-------- EXCERPTED DATA

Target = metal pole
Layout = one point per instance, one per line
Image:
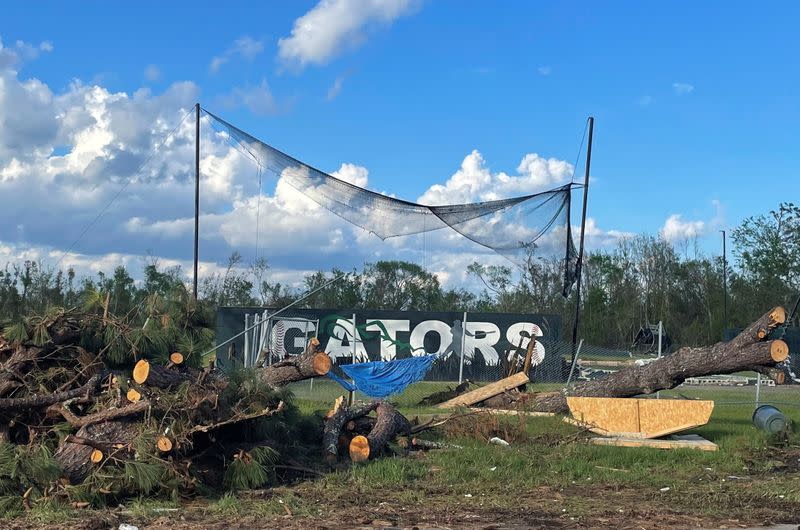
(196, 196)
(758, 390)
(351, 395)
(463, 347)
(724, 283)
(579, 266)
(574, 362)
(660, 332)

----------------

• **OBJECTIVE**:
Without the pictures, restate all the entries above exactly.

• **WRITTEN RESPONSE**:
Target = metal pole
Layout = one point per instance, one per line
Image:
(196, 196)
(758, 390)
(351, 395)
(463, 347)
(724, 283)
(579, 266)
(574, 362)
(660, 332)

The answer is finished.